For most people government is something outside of them. They deal with it only when they have to and when they have to it often seems intrusive. The corporate-business culture on the other hand is entwined in their daily lives. Like it or not, whether they think about it or not, they are so much a part of it, so habituated to it, they so not see it as something separate from themselves, and tho' I see that culture and the web of its transaction as the real enemy within, taking more every day from the many and shunting it to the few, it's not easy to make that point effectively to most, even though they have far more control over their government then they do over Exxon.
@Ak: I'm betting that it's going to be Pope Pedophilio, Phil for short.
Forrest,
Looks like it's gonna be Pope Frankie under the funny hat.
There seems to be a disconnect not only with Republicans in this country, but the choice of Pope in that other country. What the majority of Americans voted for and want are not heeded; what the majority of Catholics want are ignored. The white smoke revealed––like the Wizard of Oz––a Pope from Argentina, Francis, formerly known as a Jorge Mario Bergoglio, who does not cotton to the modern era in terms of homosexuality, abortion, etc. We are back where we started. And to think there have been 266 Popes–––makes one almost dizzy.

■ **PROBLEM DETAILS**
Pick up the comment thread above about government and the new pope, continuing after its last sentence.

■ **DATASET EXTRACT**
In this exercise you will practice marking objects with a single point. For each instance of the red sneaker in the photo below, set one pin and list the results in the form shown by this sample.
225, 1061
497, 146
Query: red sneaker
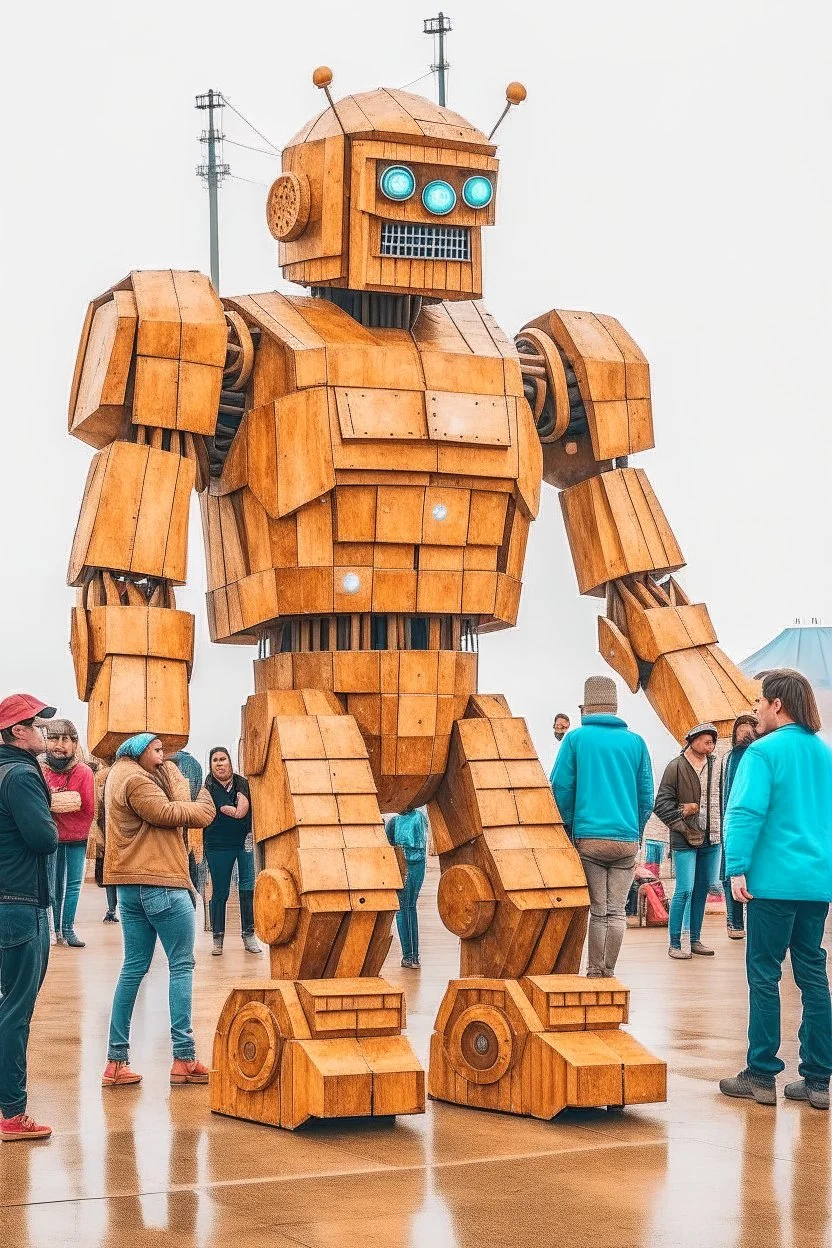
188, 1072
119, 1075
21, 1127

■ **EXPECTED ANSWER**
PD,
Check out Charlie Pierce's piece on the new pope. Charlie knows whereof he speaks, especially about members of the Society (Jesuits).
This new pope apparently has a history of abiding by far right standards and sticking it to liberal Jesuits, which, in the atmosphere of hard right-wingnut control in a number of South American countries back in the 80s doesn't bode well for anyone hoping that a pope from the third world might align himself with the poor and downtrodden.
Truly, for these people, the poor are window dressing. They don't have any real interest in helping the poor. Their "interest" in the poor is about as honest as a Paul Ryan budget.
Neither of the last two popes would want that, no matter what they have said. Especially if it interfered with their plan of winding the ecclesiastical clock back to the eleventh century.
Within conservative enclaves there has been, for some time now, an express interest in fucking anyone who goes against their plans. That means, as in this country, that they don't fucking care if their ideology has been proved warped and criminally destructive. They don't care if no one wants what they're selling. All they care about is victory for their ideology.
Thus, stealing elections, forcing their ideas down throats, ignoring the will of the people are all part of the workflow.
The big difference is that in the church, they can tell anyone who disagrees with them to go to hell (literally) because a religion is not a democracy. Republicans want the same outcome even though they, supposedly, work within a democratic system.
Which is worse?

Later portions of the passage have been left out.